• **Latihan Tertulis 1**:
Tentukan apakah pernyataan (a), (b), dan (c) sesuai dengan teks tentang disiplin. Jawab ya atau tidak, lalu kutip kata-kata teks yang menentukan jawaban itu.
(a) Penulis mengakui bahwa gelantungan di pegangan tangan itu seru.
(b) Menurut teks, sebuah benda sama sekali tidak boleh digunakan di luar fungsinya dalam keadaan apa pun.
(c) Kasus yang ingin diangkat dalam teks adalah gelantungan dan berdiri di kursi.
• **Latihan Tertulis 2**: Lanjutkan teks tentang disiplin ini, mulai setelah kalimat terakhirnya.

• **Teks Bacaan**:
Untuk masalah disiplin semuanya bisa kena kali ya kalo bahas
faktor ini, tapi yang mau gua angkat disini adalah kasus gelantungan dan
berdiri di kursi. Yes, disiplin dalam menahan diri.
Seru emang gelantungan di pegangan tangan itu, tapi menurut
gua kalo lu adalah orang yang disiplin, lu tau kegunaan spesifik sebuah benda,
lu gak akan menggunakan benda tersebut untuk melakukan hal – hal lain yang
tidak ada hubungannya dengan benda tersebut. Kecuali lu emang ada di posisi
terdesak, diharuskan kreatif, dan tidak ada alternative lain, mungkin lu bisa
menggunakan benda atau barang tidak sesuai dengan fungsinya.
Jika lu bisa mendisiplinkan diri lu sendiri tanpa perlu
adanya social judgment, divine judgment, hukum formal, atau mendisiplinkan
hasrat lu untuk membuat foto unik guna mendapat jempol, hati, atau retweet yang
banyak di media sosial, gua yakin gak ada tuh orang – orang yang gelantungan
atau naik – naik ke kursi buat foto.

• **Daftar yang Ditampilkan**:
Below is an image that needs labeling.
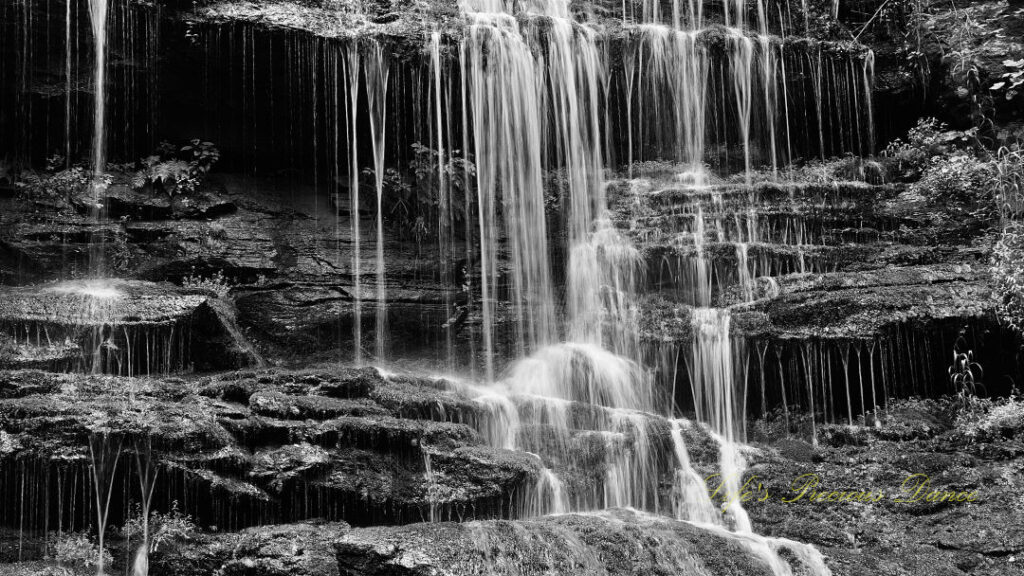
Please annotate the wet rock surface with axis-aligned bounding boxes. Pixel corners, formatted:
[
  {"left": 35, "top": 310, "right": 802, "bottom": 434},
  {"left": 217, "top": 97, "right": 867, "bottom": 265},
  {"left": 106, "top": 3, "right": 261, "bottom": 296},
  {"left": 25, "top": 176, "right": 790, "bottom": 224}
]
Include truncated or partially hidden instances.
[
  {"left": 0, "top": 369, "right": 539, "bottom": 527},
  {"left": 748, "top": 399, "right": 1024, "bottom": 576},
  {"left": 335, "top": 510, "right": 771, "bottom": 576}
]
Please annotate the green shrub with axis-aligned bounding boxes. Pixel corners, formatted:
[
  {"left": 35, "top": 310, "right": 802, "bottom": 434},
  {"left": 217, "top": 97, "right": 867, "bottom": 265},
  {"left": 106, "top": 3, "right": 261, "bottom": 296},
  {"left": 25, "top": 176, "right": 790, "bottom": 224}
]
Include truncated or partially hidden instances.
[
  {"left": 53, "top": 532, "right": 113, "bottom": 568},
  {"left": 882, "top": 118, "right": 976, "bottom": 180},
  {"left": 121, "top": 500, "right": 199, "bottom": 552},
  {"left": 992, "top": 221, "right": 1024, "bottom": 332},
  {"left": 132, "top": 138, "right": 220, "bottom": 197},
  {"left": 16, "top": 154, "right": 90, "bottom": 204},
  {"left": 181, "top": 271, "right": 231, "bottom": 298},
  {"left": 907, "top": 151, "right": 998, "bottom": 221}
]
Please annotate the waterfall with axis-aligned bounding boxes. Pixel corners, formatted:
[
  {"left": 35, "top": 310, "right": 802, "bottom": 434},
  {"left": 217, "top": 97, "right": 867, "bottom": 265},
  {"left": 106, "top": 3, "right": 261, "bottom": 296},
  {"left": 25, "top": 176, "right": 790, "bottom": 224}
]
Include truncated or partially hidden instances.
[
  {"left": 460, "top": 0, "right": 555, "bottom": 379},
  {"left": 86, "top": 0, "right": 109, "bottom": 176},
  {"left": 356, "top": 42, "right": 390, "bottom": 361},
  {"left": 344, "top": 43, "right": 362, "bottom": 366}
]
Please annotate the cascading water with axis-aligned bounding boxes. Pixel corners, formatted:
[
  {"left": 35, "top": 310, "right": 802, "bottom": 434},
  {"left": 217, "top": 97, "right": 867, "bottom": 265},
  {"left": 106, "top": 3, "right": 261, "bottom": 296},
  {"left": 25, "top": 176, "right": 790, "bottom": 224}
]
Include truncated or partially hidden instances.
[
  {"left": 0, "top": 0, "right": 881, "bottom": 574},
  {"left": 89, "top": 0, "right": 109, "bottom": 176}
]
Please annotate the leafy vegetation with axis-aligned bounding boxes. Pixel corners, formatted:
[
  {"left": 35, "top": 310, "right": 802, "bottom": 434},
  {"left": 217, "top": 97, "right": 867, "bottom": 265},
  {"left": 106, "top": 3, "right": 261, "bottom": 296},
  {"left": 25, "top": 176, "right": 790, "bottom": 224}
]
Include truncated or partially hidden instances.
[
  {"left": 16, "top": 154, "right": 91, "bottom": 204},
  {"left": 882, "top": 118, "right": 977, "bottom": 180},
  {"left": 360, "top": 142, "right": 476, "bottom": 242},
  {"left": 121, "top": 500, "right": 199, "bottom": 552},
  {"left": 181, "top": 270, "right": 231, "bottom": 298},
  {"left": 948, "top": 338, "right": 984, "bottom": 403},
  {"left": 991, "top": 143, "right": 1024, "bottom": 332},
  {"left": 53, "top": 532, "right": 114, "bottom": 568},
  {"left": 131, "top": 138, "right": 220, "bottom": 198}
]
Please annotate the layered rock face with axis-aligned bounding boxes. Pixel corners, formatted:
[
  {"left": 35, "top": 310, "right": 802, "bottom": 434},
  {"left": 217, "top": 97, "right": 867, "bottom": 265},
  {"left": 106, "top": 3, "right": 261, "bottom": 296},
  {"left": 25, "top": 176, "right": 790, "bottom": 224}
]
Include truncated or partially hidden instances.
[{"left": 0, "top": 0, "right": 1024, "bottom": 576}]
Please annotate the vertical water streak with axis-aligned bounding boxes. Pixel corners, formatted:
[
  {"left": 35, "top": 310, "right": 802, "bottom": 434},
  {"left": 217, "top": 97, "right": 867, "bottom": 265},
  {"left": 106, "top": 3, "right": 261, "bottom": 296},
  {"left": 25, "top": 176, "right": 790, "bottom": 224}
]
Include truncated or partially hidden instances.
[
  {"left": 345, "top": 42, "right": 362, "bottom": 366},
  {"left": 364, "top": 41, "right": 391, "bottom": 361}
]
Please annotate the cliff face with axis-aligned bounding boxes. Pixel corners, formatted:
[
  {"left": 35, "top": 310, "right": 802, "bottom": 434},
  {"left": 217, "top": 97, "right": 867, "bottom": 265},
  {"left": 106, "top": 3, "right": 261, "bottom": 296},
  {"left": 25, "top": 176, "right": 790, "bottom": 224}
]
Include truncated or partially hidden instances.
[{"left": 0, "top": 0, "right": 1024, "bottom": 576}]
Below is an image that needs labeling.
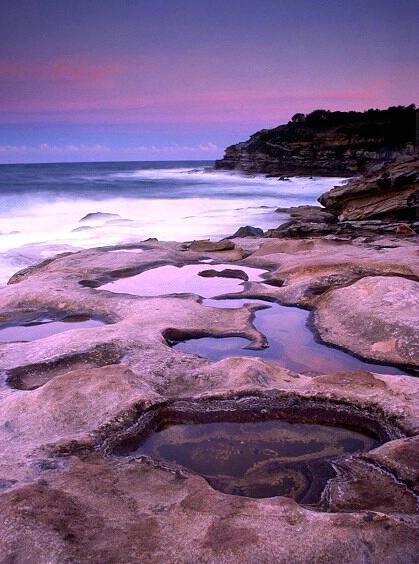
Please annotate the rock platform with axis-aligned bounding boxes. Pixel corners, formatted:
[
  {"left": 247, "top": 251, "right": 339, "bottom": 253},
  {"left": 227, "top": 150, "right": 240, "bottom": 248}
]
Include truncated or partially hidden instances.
[{"left": 0, "top": 235, "right": 419, "bottom": 564}]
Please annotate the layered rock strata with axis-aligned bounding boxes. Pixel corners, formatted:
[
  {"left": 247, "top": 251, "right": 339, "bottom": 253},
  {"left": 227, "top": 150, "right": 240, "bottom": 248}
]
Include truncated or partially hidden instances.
[
  {"left": 319, "top": 157, "right": 419, "bottom": 221},
  {"left": 215, "top": 106, "right": 418, "bottom": 176}
]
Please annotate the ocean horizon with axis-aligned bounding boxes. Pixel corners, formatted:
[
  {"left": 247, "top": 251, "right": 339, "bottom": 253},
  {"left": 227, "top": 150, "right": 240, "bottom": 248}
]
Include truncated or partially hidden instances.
[{"left": 0, "top": 161, "right": 345, "bottom": 285}]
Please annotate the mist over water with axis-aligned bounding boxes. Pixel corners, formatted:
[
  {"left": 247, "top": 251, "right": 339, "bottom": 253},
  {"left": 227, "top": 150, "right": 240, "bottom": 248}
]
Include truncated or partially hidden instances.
[{"left": 0, "top": 161, "right": 348, "bottom": 285}]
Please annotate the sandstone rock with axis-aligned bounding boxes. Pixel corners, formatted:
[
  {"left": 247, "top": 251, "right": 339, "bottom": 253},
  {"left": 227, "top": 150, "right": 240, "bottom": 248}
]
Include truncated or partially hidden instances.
[
  {"left": 287, "top": 206, "right": 337, "bottom": 223},
  {"left": 0, "top": 236, "right": 419, "bottom": 564},
  {"left": 189, "top": 239, "right": 235, "bottom": 253},
  {"left": 315, "top": 276, "right": 419, "bottom": 367},
  {"left": 215, "top": 106, "right": 418, "bottom": 177},
  {"left": 319, "top": 157, "right": 419, "bottom": 221},
  {"left": 226, "top": 225, "right": 263, "bottom": 239}
]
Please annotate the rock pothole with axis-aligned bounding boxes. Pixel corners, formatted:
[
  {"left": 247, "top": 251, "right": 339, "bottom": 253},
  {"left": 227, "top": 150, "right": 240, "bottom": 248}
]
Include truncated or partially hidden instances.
[
  {"left": 3, "top": 344, "right": 123, "bottom": 390},
  {"left": 106, "top": 396, "right": 416, "bottom": 511}
]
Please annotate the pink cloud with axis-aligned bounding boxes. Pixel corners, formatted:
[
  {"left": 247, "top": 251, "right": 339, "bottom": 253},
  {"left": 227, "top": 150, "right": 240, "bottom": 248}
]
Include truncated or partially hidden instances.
[{"left": 0, "top": 58, "right": 127, "bottom": 84}]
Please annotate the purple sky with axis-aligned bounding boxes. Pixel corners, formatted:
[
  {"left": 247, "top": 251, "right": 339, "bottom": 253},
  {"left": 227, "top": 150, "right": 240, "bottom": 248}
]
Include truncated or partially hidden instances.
[{"left": 0, "top": 0, "right": 419, "bottom": 163}]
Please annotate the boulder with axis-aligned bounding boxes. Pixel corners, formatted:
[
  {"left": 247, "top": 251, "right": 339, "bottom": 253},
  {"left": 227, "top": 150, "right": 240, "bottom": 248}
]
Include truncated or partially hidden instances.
[{"left": 226, "top": 225, "right": 263, "bottom": 239}]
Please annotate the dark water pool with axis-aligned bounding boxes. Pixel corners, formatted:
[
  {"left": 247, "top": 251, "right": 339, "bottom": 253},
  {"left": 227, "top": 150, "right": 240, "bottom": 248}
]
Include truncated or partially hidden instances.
[
  {"left": 121, "top": 420, "right": 379, "bottom": 505},
  {"left": 174, "top": 299, "right": 406, "bottom": 374}
]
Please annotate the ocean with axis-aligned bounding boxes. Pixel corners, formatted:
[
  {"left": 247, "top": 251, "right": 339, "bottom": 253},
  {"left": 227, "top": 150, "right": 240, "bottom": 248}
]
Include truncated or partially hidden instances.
[{"left": 0, "top": 161, "right": 344, "bottom": 285}]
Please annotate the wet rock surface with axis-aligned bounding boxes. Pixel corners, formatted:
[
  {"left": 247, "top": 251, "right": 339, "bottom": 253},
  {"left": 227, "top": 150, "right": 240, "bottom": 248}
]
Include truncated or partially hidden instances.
[{"left": 0, "top": 235, "right": 419, "bottom": 564}]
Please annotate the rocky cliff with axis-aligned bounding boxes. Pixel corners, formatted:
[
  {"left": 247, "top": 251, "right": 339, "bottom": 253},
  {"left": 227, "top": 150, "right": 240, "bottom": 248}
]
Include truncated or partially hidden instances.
[
  {"left": 215, "top": 104, "right": 419, "bottom": 176},
  {"left": 319, "top": 157, "right": 419, "bottom": 221}
]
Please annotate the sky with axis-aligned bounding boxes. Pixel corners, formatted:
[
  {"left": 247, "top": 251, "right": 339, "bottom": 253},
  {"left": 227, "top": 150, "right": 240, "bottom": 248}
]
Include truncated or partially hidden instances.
[{"left": 0, "top": 0, "right": 419, "bottom": 163}]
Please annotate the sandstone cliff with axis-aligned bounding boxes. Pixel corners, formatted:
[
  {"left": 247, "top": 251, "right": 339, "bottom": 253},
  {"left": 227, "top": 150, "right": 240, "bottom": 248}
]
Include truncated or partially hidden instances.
[
  {"left": 215, "top": 104, "right": 418, "bottom": 176},
  {"left": 319, "top": 157, "right": 419, "bottom": 221}
]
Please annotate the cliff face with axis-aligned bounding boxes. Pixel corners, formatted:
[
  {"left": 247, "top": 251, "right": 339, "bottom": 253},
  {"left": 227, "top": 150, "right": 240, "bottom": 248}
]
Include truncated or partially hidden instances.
[
  {"left": 319, "top": 157, "right": 419, "bottom": 221},
  {"left": 215, "top": 105, "right": 418, "bottom": 176}
]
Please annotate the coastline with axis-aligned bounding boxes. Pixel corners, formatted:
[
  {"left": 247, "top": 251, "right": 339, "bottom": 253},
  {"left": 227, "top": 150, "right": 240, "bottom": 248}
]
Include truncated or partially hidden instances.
[{"left": 0, "top": 224, "right": 419, "bottom": 563}]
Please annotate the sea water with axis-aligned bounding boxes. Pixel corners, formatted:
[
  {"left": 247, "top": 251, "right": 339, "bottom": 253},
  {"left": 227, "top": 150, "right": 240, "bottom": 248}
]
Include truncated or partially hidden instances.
[{"left": 0, "top": 161, "right": 343, "bottom": 285}]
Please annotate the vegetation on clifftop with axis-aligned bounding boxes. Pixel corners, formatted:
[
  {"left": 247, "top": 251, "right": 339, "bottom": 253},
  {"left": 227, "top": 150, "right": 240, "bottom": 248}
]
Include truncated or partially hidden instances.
[{"left": 216, "top": 104, "right": 418, "bottom": 176}]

• **Jawaban Latihan 1**:
(a) Ya: "Seru emang gelantungan di pegangan tangan itu"
(b) Tidak: "Kecuali lu emang ada di posisi terdesak, diharuskan kreatif, dan tidak ada alternative lain, mungkin lu bisa menggunakan benda atau barang tidak sesuai dengan fungsinya."
(c) Ya: "yang mau gua angkat disini adalah kasus gelantungan dan berdiri di kursi."

• **Jawaban Latihan 2**:
Mendisiplinkan diri emang susah, susah banget, sama kaya lu
mau ngerjain skripsi, tapi ada temen lu yang ngajak main, kalo lu punya
disiplin dan sadar bahwa lebih penting skripsi, maka lu akan menolak ajakan
main, kalo lu lebih ngikutin nafsu lu dan gatau prioritas, maka lu akan milih
main (this is me, literally).
4. Kesadaran Diri dan Tata Krama
Faktor ini adalah faktor terakhir yang gua bahas, faktor
paling random. Tingkat kesadaran diri orang untuk menjaga sesuatu akan berbeda
satu sama lain, tergantung seberapa butuh dia dengan hal yang akan dijaganya.
Begitu juga dengan tata krama, tiap budaya memiliki tata krama dan cara
menjalankan yang berbeda – beda, tetapi mari kita sepakat untuk tidak sepakat,
sebuah fasilitas umum adalah sesuatu yang dibutuhkan dan digunakan oleh banyak
orang, dimana jika dijaga dan diperlakukan dengan baik akan menimbulkan
kenyamanan, yang mana walaupun lu adalah orang – orang yang jarang memakai
fasilitas umum, apakah menjadi sebuah kesalahan dan beban hidup buat lu untuk
menjaganya?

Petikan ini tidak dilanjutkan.